Given request →
Transcribe the records that follow in their entirety, omitting any pictures.
--------------------------------
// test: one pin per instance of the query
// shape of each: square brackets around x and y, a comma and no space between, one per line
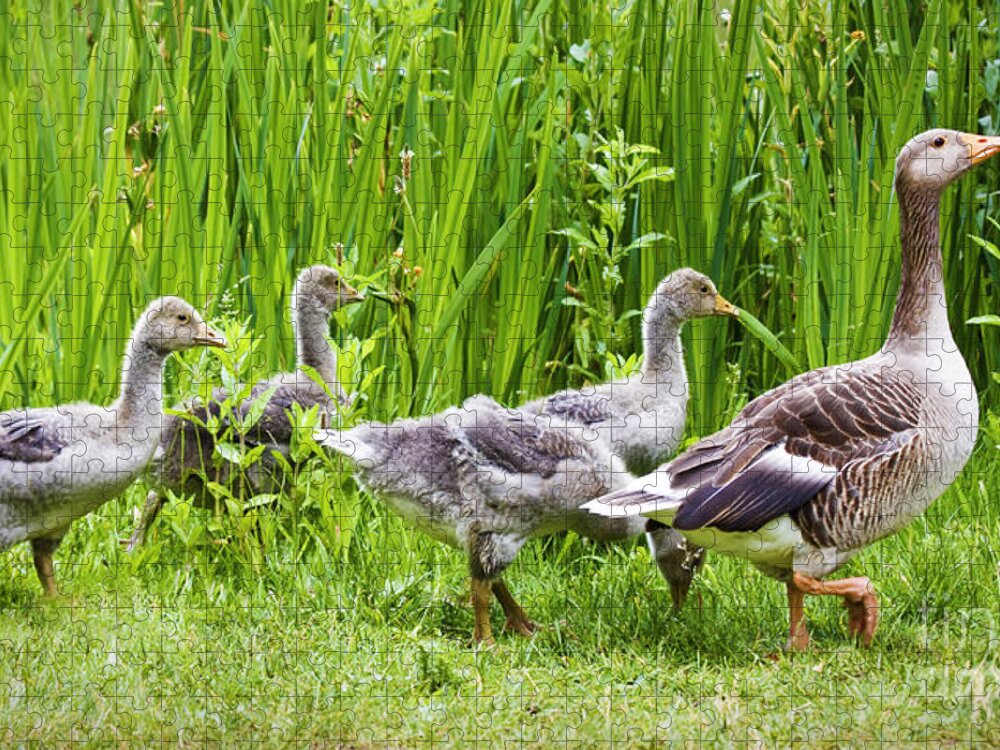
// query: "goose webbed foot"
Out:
[863,612]
[517,620]
[859,598]
[149,513]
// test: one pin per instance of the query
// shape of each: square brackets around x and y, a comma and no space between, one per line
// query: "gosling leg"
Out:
[42,549]
[149,513]
[482,632]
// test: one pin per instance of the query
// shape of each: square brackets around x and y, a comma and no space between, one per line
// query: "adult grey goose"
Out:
[485,479]
[814,471]
[60,463]
[642,416]
[184,463]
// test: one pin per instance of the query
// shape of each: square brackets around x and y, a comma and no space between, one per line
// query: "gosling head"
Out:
[323,287]
[170,324]
[683,295]
[931,161]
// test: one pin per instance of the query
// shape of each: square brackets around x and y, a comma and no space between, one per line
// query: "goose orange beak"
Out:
[725,307]
[981,147]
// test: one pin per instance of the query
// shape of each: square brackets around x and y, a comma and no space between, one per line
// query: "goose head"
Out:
[170,324]
[322,287]
[934,159]
[683,295]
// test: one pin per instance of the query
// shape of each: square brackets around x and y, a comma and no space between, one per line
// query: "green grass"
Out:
[190,646]
[565,156]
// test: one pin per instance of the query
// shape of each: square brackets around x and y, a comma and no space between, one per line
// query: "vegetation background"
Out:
[519,175]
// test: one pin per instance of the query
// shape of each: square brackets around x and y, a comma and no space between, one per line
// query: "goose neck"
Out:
[921,309]
[140,401]
[312,347]
[664,352]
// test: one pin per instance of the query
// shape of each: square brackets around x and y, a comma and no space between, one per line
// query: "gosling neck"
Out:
[312,348]
[140,401]
[921,310]
[663,362]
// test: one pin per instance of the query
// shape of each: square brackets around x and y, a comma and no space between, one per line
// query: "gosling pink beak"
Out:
[981,147]
[208,337]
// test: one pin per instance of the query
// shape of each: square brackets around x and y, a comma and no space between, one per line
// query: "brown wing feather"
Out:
[835,415]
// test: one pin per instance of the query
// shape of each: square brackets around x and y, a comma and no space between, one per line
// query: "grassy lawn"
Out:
[188,647]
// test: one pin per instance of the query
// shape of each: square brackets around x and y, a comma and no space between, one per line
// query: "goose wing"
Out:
[784,448]
[28,440]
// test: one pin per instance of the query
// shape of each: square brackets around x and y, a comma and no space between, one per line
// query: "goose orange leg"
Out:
[517,620]
[859,598]
[42,550]
[798,634]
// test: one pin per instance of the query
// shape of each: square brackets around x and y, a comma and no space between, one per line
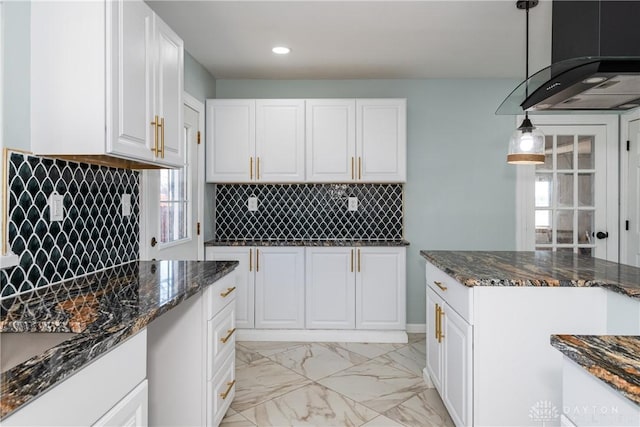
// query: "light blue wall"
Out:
[197,80]
[17,63]
[460,192]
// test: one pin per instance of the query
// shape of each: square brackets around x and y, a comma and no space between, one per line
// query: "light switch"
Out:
[126,204]
[252,204]
[353,204]
[56,207]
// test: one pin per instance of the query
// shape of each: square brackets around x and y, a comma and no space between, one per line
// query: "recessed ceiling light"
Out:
[281,50]
[594,80]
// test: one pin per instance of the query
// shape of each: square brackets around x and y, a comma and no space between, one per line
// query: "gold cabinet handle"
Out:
[162,138]
[352,260]
[229,387]
[155,124]
[353,168]
[229,333]
[440,334]
[440,285]
[226,294]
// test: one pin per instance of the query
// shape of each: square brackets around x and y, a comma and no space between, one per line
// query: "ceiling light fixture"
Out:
[526,146]
[281,50]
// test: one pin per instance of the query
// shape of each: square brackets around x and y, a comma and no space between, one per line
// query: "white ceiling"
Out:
[360,39]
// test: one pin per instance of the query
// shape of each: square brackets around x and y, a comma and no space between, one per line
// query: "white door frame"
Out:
[192,102]
[525,175]
[625,119]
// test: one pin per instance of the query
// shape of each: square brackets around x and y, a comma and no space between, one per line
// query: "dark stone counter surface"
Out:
[328,242]
[105,308]
[539,268]
[614,360]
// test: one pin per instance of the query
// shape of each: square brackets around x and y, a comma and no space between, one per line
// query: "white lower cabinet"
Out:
[190,349]
[112,390]
[488,349]
[130,411]
[279,288]
[328,288]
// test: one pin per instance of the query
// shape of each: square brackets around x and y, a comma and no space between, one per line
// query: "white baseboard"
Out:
[427,379]
[321,335]
[417,328]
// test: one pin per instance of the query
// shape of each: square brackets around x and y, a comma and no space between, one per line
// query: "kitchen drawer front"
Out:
[458,296]
[221,338]
[221,391]
[220,294]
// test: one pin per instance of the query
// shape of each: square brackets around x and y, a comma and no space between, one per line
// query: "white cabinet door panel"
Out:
[457,344]
[231,135]
[169,93]
[280,140]
[381,288]
[279,288]
[330,129]
[244,279]
[131,82]
[330,288]
[381,140]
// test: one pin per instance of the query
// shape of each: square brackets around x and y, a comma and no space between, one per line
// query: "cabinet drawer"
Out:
[221,338]
[220,294]
[221,391]
[458,296]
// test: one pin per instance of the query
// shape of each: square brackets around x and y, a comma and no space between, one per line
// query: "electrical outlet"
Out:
[56,207]
[353,204]
[252,203]
[126,204]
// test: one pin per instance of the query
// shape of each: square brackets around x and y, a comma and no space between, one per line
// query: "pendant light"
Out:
[526,146]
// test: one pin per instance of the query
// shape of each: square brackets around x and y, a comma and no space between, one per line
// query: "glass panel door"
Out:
[569,190]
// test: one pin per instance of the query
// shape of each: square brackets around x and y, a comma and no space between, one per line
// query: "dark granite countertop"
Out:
[105,308]
[539,268]
[615,360]
[309,242]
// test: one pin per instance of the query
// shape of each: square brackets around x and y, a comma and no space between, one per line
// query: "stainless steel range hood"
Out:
[602,72]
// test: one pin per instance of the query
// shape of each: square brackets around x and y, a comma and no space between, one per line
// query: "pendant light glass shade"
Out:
[526,146]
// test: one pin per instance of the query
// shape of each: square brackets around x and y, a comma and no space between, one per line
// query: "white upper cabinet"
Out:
[231,135]
[279,140]
[100,74]
[255,140]
[331,140]
[381,140]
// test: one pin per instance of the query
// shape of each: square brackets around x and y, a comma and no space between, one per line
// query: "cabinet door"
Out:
[381,135]
[279,287]
[130,79]
[231,135]
[244,280]
[168,94]
[457,348]
[434,348]
[330,141]
[132,410]
[381,288]
[280,140]
[330,288]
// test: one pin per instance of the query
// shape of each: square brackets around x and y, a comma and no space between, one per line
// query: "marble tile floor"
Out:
[333,384]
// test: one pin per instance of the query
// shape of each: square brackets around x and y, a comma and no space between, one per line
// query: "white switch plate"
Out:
[252,204]
[126,204]
[56,207]
[353,204]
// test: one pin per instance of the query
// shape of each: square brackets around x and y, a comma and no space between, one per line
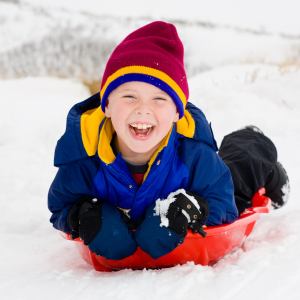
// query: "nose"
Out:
[142,109]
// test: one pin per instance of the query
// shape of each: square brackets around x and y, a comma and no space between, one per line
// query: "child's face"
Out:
[141,114]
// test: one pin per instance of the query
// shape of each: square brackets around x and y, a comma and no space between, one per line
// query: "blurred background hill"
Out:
[74,38]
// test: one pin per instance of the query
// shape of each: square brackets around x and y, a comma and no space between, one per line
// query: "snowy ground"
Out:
[36,263]
[60,37]
[39,38]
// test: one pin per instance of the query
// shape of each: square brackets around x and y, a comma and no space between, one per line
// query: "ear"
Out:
--------------------------------
Task result →
// test: one pin per instance of the query
// shape of each: square brackets around x and y, a comma and no space between, one per line
// query: "goose webbed foot"
Out:
[863,612]
[517,620]
[859,598]
[149,513]
// test: one pin per instance of the query
// shape of each: square brackets around x and y, a comma and no space between, one per line
// query: "gosling leg"
Out:
[42,549]
[149,513]
[482,632]
// test: one pin per instance of the query
// shape of each: square brackets around x and y, a comma and no space between, one per line
// query: "adult grey goose"
Out:
[485,479]
[814,471]
[60,463]
[642,416]
[184,463]
// test: one pin per instance of the query
// shape of each: square brackets around x and y, a comma and no space between, one per line
// query: "gosling head"
Out:
[323,287]
[170,324]
[683,295]
[931,161]
// test: one pin per instance of the query
// shape of each: square brackets around x and y, a comma and no space between, one per line
// query: "goose orange beak"
Out:
[725,307]
[981,147]
// test: one pin per instance of the query
// shape of each: square brackets around x and y, a comma and no space between, one per line
// query: "goose head"
Out:
[170,324]
[322,287]
[934,159]
[683,295]
// test: one pin per instance of the query
// shape of each: square brackets around x and y, a comma and no space between, one per line
// query: "green grass"
Out:
[190,646]
[565,156]
// test: one pin per instance of the query
// shape of each: square brackets around x and y, a comma and no space between, one per line
// query: "vegetation background"
Out:
[519,175]
// test: one pin per instance of the query
// shape of each: square brackets around x and y, a comma and no space between, one per line
// query: "goose neck"
Out:
[921,309]
[140,401]
[312,347]
[664,352]
// test: one pin per instance of the query
// shape of each: square brackets around x and y, a comma and no space between, one per line
// query: "gosling neck"
Out:
[312,348]
[140,401]
[921,310]
[663,362]
// test: one pin per instance of the query
// shape of each: square brackets around x and y, a comma and no space between, one per line
// query: "gosling pink beak"
Out:
[981,147]
[208,337]
// test: one pin per instance of the query
// shape of each: square brackets around x and y, a comma and no space between, one per line
// query: "brown wing feather"
Out:
[835,415]
// test: one pin per instance of the query
// shape of each: square brackets around x and y, a comma and no space between, one per line
// query: "grassy lawn"
Out:
[188,647]
// test: one pin per instance of the query
// shape of each: square brackets around x and y, a comma and no space between, one per line
// query: "goose wing"
Out:
[784,448]
[28,440]
// test: one pin per instance of the query
// shape of each: square brackets around x and y, a comma and no space between, one per line
// query: "goose orange leg"
Out:
[517,620]
[859,598]
[42,550]
[798,634]
// test: one pin per instance of the query
// shape of each: square brackets around x and y, a comma and no space between, one per line
// query: "light blue wall"
Out:
[197,80]
[17,63]
[460,192]
// test: one pin per instance of the query
// shape of each: square brackets around x and y, a comma and no space between, one per line
// query: "light switch"
Out:
[126,204]
[252,204]
[353,204]
[56,207]
// test: one pin per instance of the query
// shape of each: square brackets around x and y, a comma and no space between, one per line
// query: "recessed ceiling light"
Out:
[281,50]
[594,80]
// test: one pin per instance of the query
// shape of each: square brackets around x and y, a comma and no space between, one per line
// query: "gold cabinet handle"
Out:
[162,138]
[352,260]
[229,387]
[155,124]
[353,168]
[229,333]
[440,334]
[440,285]
[226,294]
// test: one pin per instance of the query
// shape of each: square brackets around x and y, a comma and no space between, one per line
// query: "ceiling light fixture"
Out:
[526,146]
[281,50]
// test: one pin per instance of the query
// shape of each: square brackets around x and y, a comma and no space between, one per line
// query: "white ceiling"
Out:
[360,39]
// test: one pin per instance of the query
// shape of each: square brackets around x and y, a comma and no space between, one per line
// query: "white door frame"
Out:
[192,102]
[525,175]
[625,119]
// test: one pin per instance of the query
// shape of each: square brackets around x and y, a comma and no space between, one per line
// query: "dark stone counter surface"
Out:
[328,242]
[105,308]
[539,268]
[614,360]
// test: one pin per instance of the query
// shape of each: square brackets around x and y, a comma and no space between, one per line
// query: "white lower cabinet"
Out:
[190,349]
[112,390]
[488,349]
[130,411]
[279,288]
[328,288]
// test: one pin per instance of the query
// shape of each: square brackets around x and y, a comma and no space between, one per line
// query: "white baseboard"
Out:
[427,379]
[321,335]
[417,328]
// test: one pin per instance of the query
// shape of each: square brackets around x and y, a comma and no space between, one per line
// query: "kitchen drawer front"
Out:
[458,296]
[221,338]
[221,391]
[220,294]
// test: one pin per instance of the query
// shape of each: square brackets around x and y, a comma and no space between, one per line
// query: "white cabinet door panel"
Out:
[457,344]
[231,135]
[169,93]
[280,140]
[381,288]
[279,288]
[330,129]
[244,279]
[131,82]
[330,288]
[381,140]
// test: one pin per instance of the query
// shape of each: square brackets around x and y, a comma and no space between, one per line
// query: "cabinet drawer"
Out:
[221,338]
[220,294]
[221,391]
[458,296]
// test: one pin per instance of the query
// shape of each: square brackets around x and y, a comma and no space between, one per line
// query: "electrical outlet"
Out:
[56,207]
[353,204]
[252,203]
[126,204]
// test: one pin per instance of the query
// shape of each: square brackets around x and y, a comma and no space between, one per line
// query: "pendant light"
Out:
[526,146]
// test: one pin per instance of the query
// shape of each: square brackets around x and y, a comma and no space between, one per line
// query: "glass panel door"
Out:
[569,190]
// test: one pin per instance of the query
// shape of each: square brackets around x and y, a comma and no space between, one per line
// query: "dark granite countertop"
Out:
[105,308]
[539,268]
[615,360]
[309,242]
// test: one pin per instance of the query
// shape of each: square brackets around x and y, a comma and no space between, one per line
// query: "stainless steel range hood"
Out:
[602,72]
// test: one pin per instance of the query
// shape of each: square brackets around x and y, a comma and no space between, one per line
// query: "pendant light glass shade"
Out:
[526,146]
// test: one pin per instance of the query
// shape of each: square brackets around x and y, a comma and no space between, one per line
// query: "white upper cabinet"
Out:
[231,135]
[279,140]
[100,74]
[255,140]
[331,140]
[381,140]
// test: one pin per instance of the query
// shape of each: square brackets around x and y, a comma and no space between, one per line
// query: "cabinet door"
Out:
[381,135]
[279,287]
[130,79]
[231,135]
[244,280]
[168,94]
[457,348]
[434,348]
[330,141]
[132,410]
[381,288]
[280,140]
[330,288]
// test: one pin per instance of the query
// shape of each: square brackets around x and y, a comma and no space between, one per line
// query: "marble tile floor"
Out:
[333,384]
// test: one pin per instance of the query
// shape of each: square brackets around x and y, a comma and no space between, one per line
// query: "white switch plate"
Out:
[252,204]
[126,204]
[56,207]
[353,204]
// test: one pin per instance of the query
// shape of each: square brackets around x and y, a comma and no space between, one per line
// query: "nose"
Out:
[142,109]
// test: one pin per instance of the query
// shape of each: square brackets around x and y, a comma and no space between, one per line
// query: "child's face"
Out:
[141,114]
// test: one pin per instance of the query
// shape of each: square brackets around x and y, a comma and no space between, one per line
// query: "blurred background hill"
Out:
[74,38]
// test: one pin per instance of the query
// shape of each: square brackets around x and y, a comma and no space between, one per line
// query: "snowy ground"
Out:
[36,263]
[60,37]
[39,38]
// test: one pin per instance of the query
// shape of each: square brackets around x and y, a comma and no space between, one per line
// query: "ear"
Out:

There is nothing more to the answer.